### 課題の目標
提示文を最初から最後まで、一字も変えずにそのまま書き出してください。

### 提示文
__________

日本をチートにしすぎたせいでザフトはスーパーエースクラス+核動力搭載MSでないとまともに太刀打ちできなくなってしまいました。日本側のワンサイドゲームになってもつまらないですから、それを防ぐためにザフト戦力の補強として投入したんです。

 

 

 綺麗な歌姫様

単に、歌がうまい恋する普通の女の子になりました。原作のようにわけのわからない理屈で暴走させるとカオスになって収拾がつきませんし。キラとくっつけたのは、絵になるからですね。キラにとって守りたいものというポジションに置くことで、キラの戦う理由の補強にもなりました。

 

 

 いいところないキシャマーの人

元々プライドしかないヘッポコですから。アスランの成長の対比ということで扱いが酷くなりました。

__________

### 保存データ
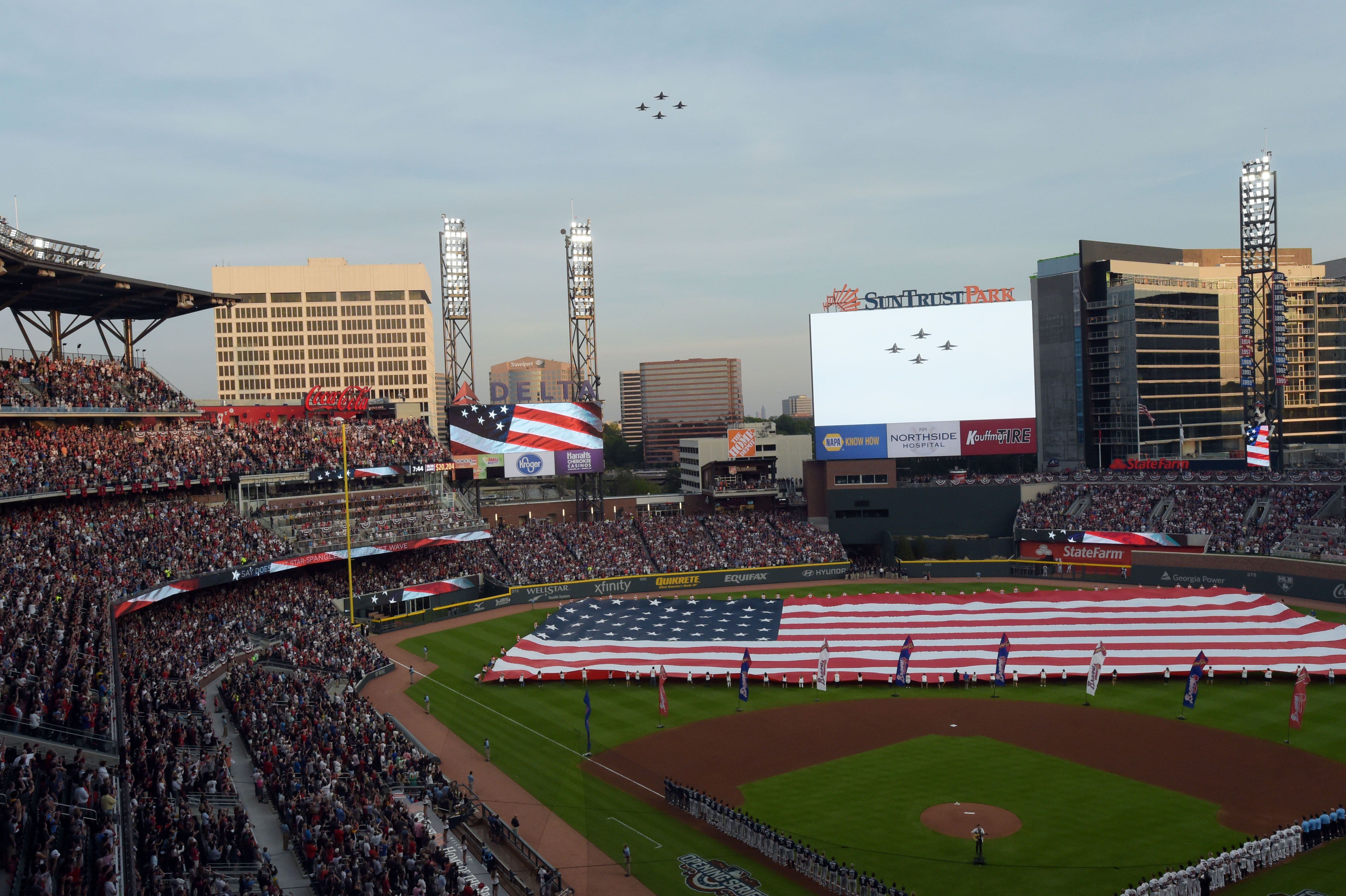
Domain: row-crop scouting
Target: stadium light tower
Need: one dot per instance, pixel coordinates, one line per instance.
(579, 287)
(456, 298)
(1262, 300)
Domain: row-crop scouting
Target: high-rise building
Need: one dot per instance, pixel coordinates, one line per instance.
(797, 407)
(329, 325)
(1149, 340)
(695, 399)
(531, 381)
(633, 428)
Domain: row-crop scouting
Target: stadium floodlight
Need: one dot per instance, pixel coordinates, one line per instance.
(457, 306)
(56, 252)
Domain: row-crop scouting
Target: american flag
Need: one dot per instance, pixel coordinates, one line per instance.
(497, 430)
(1145, 630)
(1259, 450)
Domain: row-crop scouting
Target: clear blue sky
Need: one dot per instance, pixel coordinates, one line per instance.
(885, 146)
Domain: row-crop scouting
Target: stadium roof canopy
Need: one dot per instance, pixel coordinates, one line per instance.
(58, 279)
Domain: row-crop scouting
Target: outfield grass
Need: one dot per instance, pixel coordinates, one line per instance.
(1084, 831)
(538, 732)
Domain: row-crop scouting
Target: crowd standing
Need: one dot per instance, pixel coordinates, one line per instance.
(84, 383)
(40, 457)
(1216, 511)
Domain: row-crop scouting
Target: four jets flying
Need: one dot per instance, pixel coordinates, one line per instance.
(660, 115)
(921, 334)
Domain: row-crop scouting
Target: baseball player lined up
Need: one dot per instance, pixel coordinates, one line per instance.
(1232, 866)
(777, 845)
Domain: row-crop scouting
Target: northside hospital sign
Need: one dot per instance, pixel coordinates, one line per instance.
(847, 299)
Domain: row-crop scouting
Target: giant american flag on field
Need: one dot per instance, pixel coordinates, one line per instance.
(1145, 632)
(500, 430)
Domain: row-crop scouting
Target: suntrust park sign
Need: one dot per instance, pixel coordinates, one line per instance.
(847, 299)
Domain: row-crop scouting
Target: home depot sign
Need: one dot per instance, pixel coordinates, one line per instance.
(742, 443)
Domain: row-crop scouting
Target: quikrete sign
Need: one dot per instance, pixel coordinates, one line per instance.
(847, 299)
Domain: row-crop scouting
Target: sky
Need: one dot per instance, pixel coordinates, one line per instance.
(879, 146)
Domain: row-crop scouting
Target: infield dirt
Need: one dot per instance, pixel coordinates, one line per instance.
(1258, 785)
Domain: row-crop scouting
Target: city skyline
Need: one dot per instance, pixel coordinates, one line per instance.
(874, 147)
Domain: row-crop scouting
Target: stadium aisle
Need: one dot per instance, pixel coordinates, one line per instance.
(291, 878)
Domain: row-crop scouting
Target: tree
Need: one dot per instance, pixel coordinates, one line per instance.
(905, 549)
(617, 451)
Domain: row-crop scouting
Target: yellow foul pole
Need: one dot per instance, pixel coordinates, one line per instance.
(345, 479)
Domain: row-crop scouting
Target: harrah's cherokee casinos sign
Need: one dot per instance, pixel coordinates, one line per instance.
(352, 399)
(847, 299)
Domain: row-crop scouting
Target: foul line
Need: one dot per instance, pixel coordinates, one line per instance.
(657, 844)
(590, 759)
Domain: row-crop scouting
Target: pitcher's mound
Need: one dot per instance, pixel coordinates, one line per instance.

__________

### 解答
日本をチートにしすぎたせいでザフトはスーパーエースクラス+核動力搭載MSでないとまともに太刀打ちできなくなってしまいました。日本側のワンサイドゲームになってもつまらないですから、それを防ぐためにザフト戦力の補強として投入したんです。

 

 

 綺麗な歌姫様

単に、歌がうまい恋する普通の女の子になりました。原作のようにわけのわからない理屈で暴走させるとカオスになって収拾がつきませんし。キラとくっつけたのは、絵になるからですね。キラにとって守りたいものというポジションに置くことで、キラの戦う理由の補強にもなりました。

 

 

 いいところないキシャマーの人

元々プライドしかないヘッポコですから。アスランの成長の対比ということで扱いが酷くなりました。